**Data to use:**
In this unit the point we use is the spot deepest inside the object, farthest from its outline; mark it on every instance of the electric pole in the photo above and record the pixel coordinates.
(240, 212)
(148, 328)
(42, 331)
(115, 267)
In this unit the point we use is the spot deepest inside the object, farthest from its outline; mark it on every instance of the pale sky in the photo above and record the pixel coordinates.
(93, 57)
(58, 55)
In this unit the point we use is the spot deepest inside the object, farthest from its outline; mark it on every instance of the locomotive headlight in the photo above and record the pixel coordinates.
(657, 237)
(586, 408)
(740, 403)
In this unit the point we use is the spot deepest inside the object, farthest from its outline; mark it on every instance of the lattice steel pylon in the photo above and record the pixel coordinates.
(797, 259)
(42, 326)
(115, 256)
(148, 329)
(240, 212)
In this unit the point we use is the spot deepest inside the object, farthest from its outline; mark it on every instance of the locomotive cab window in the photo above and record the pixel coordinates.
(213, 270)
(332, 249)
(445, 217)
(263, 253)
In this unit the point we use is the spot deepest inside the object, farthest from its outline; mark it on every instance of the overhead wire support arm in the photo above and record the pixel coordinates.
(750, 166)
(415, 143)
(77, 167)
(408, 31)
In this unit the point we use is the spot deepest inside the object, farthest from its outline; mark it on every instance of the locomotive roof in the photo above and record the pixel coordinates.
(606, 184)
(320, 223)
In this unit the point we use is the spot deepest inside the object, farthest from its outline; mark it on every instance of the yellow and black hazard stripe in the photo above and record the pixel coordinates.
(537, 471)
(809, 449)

**What is expected:**
Rewrite every item above, putting "image coordinates" wherever "pixel coordinates" appears and leaving all other wording unchanged.

**Response for this exercise:**
In this unit the point we use is the spot deepest inside the object, farthest from its outline; mark it on every instance of the electric pole in the photo above and record the image coordinates.
(240, 212)
(148, 328)
(42, 331)
(115, 267)
In this unit the point we use is the spot deepest inside the object, farthest from its outline; mark it on every instance of the pale sky in the photo above and record the image coordinates.
(93, 57)
(58, 55)
In this unit the point we use is the spot deepest inside the object, farthest from its outline; mark it on every instance of the locomotive headlight in the photo above and record the image coordinates.
(657, 237)
(586, 408)
(740, 403)
In this unit the point we use is the spot deepest inside the object, farthest from its outline; mark it on every instance of the lattice steel pylon in the photo above and record the image coordinates.
(797, 259)
(42, 326)
(115, 256)
(148, 329)
(240, 212)
In this unit the point we use is the spot deepest inside the object, farthest from its outline; mark it on every instance of the locomotive cab window in the photo above and record the image coordinates.
(213, 270)
(332, 249)
(445, 217)
(263, 253)
In this unit the point we use is the spot deepest inside the object, farthest from its outline; mark it on every instance of the overhead wire support arm in the photo above and record the image coordinates.
(750, 166)
(415, 143)
(77, 167)
(408, 31)
In this unit the point we use is the spot deepest inside the object, farthest from its outline; mark it on every instance of the locomotive roof in the photo above and record the image coordinates.
(606, 184)
(320, 223)
In this unit the point we use is the spot deepest inside the object, farthest from its outline; mark it on every instance of the yellow and black hazard stripe in the photo above and record the image coordinates.
(537, 471)
(809, 449)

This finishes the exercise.